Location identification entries
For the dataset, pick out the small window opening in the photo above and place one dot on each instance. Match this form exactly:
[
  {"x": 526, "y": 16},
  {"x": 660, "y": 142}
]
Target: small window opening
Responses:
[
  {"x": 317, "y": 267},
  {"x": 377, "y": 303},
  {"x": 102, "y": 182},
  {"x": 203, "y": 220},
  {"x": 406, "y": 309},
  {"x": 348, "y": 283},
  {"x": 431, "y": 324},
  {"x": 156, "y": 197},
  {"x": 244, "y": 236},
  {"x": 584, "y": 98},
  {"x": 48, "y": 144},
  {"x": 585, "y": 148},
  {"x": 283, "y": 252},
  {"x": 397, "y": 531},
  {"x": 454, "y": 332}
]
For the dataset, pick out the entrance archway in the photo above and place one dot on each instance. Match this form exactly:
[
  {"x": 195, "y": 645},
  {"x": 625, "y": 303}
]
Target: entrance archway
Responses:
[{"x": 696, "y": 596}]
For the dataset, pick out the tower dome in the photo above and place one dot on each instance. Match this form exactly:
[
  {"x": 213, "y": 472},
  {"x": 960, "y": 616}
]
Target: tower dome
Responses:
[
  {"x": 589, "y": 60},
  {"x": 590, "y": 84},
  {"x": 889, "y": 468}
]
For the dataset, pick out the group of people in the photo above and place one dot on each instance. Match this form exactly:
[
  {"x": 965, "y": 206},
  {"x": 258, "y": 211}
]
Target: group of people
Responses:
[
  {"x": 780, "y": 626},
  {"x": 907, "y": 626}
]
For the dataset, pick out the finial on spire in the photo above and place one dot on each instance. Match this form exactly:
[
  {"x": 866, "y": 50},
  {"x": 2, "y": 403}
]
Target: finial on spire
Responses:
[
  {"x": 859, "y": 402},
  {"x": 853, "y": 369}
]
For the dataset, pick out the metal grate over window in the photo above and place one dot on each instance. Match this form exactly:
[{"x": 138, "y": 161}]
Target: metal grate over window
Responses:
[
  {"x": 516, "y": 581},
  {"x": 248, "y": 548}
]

WORK TO DO: Reproduce the material above, every line of it, exactly.

EXERCISE ANSWER:
For the dataset, pick out the small window opening in the photo above and place one dot on each instance. Match this form exactly:
[
  {"x": 526, "y": 16},
  {"x": 660, "y": 142}
]
Target: small window opening
Responses:
[
  {"x": 317, "y": 267},
  {"x": 377, "y": 303},
  {"x": 102, "y": 182},
  {"x": 203, "y": 220},
  {"x": 406, "y": 309},
  {"x": 348, "y": 283},
  {"x": 431, "y": 324},
  {"x": 156, "y": 197},
  {"x": 244, "y": 236},
  {"x": 584, "y": 98},
  {"x": 48, "y": 144},
  {"x": 585, "y": 148},
  {"x": 283, "y": 252},
  {"x": 397, "y": 531},
  {"x": 454, "y": 332}
]
For the dataset, pick out the entrance archway in the photo above and place one dot on each instance. Match this form exactly:
[
  {"x": 195, "y": 645},
  {"x": 625, "y": 303}
]
Target: entrance archway
Responses:
[{"x": 696, "y": 596}]
For the dataset, pick out the tower dome in the photo above and place one dot on each instance. Match this form exactly:
[
  {"x": 213, "y": 472},
  {"x": 960, "y": 616}
]
Target: tower dome
Responses:
[
  {"x": 589, "y": 60},
  {"x": 590, "y": 84},
  {"x": 889, "y": 468}
]
For the dataset, pick out the group of people in the photo above and place one dot on each instance. Match this form exactly:
[
  {"x": 965, "y": 206},
  {"x": 258, "y": 211}
]
Target: group of people
Responses:
[
  {"x": 780, "y": 626},
  {"x": 907, "y": 626}
]
For the dataset, pick out the finial on spire in the photo above and place one dot on each instance. Match this form exactly:
[
  {"x": 866, "y": 50},
  {"x": 2, "y": 403}
]
Target: finial on spire
Responses:
[
  {"x": 859, "y": 402},
  {"x": 853, "y": 369}
]
For the dataset, pick out the metal grate over window in the photo above and place one dot on each instance. Match this form exactly:
[{"x": 138, "y": 161}]
Target: metal grate over window
Responses:
[
  {"x": 516, "y": 581},
  {"x": 248, "y": 548}
]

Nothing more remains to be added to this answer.